Traffickers exploit state laws to move guns

BROWN (US) — Gun traffickers take advantage of the differences in firearm laws by moving illegal guns from states with weak laws into states with stricter ones, a new study shows.

For a National Bureau of Economic Research working paper, researchers used gun tracing data from the Bureau of Alcohol, Tobacco, Firearms, and Explosives to identify the source for crime guns recovered in each of the 50 states and then constructed an import-export matrix to measure the state-to-state gun trafficking flow.

Each state was then classified on a scale of weak-to-stringent gun regulation using 10 laws deemed significant in terms of reducing trafficking by Mayors Against Illegal Guns, including legislation on straw purchasing, background checks, and required reporting of lost or stolen guns.


The paper’s main findings include:

  • Trafficking flows respond to gun regulations, with guns flowing from states with weak gun laws into nearby states with strict laws.
  • Proximity matters: Trafficking flows are more significant between two nearby states than between two distant states. A weakening of gun laws has a more significant effect in nearby states.

▸ Apply what you read
1. Answer these from the text on gun trafficking:
(a) Which agency supplied the gun tracing data the researchers used?
(b) How many laws were used to place each state on the weak-to-stringent scale?
(c) Are trafficking flows more significant between nearby states or between distant states?
2. List every area of legislation that the gun trafficking text names among the laws used to classify states.
The data after this text comes from a separate source.

▸ Source material

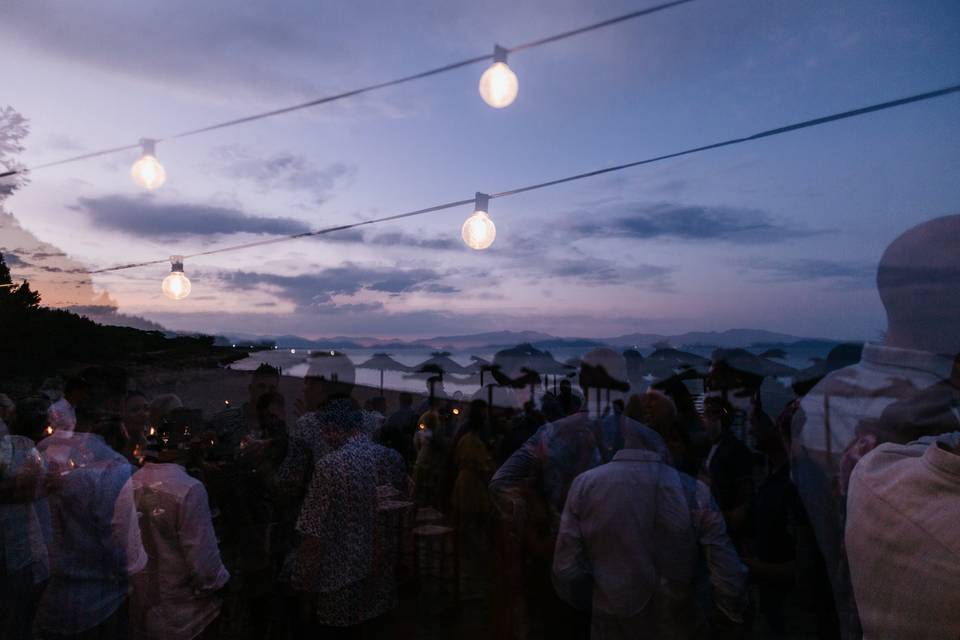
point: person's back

▸ Solutions in order
1.
(a) The Bureau of Alcohol, Tobacco, Firearms, and Explosives
(b) 10
(c) Between nearby states

2.
- Straw purchasing
- Background checks
- Required reporting of lost or stolen guns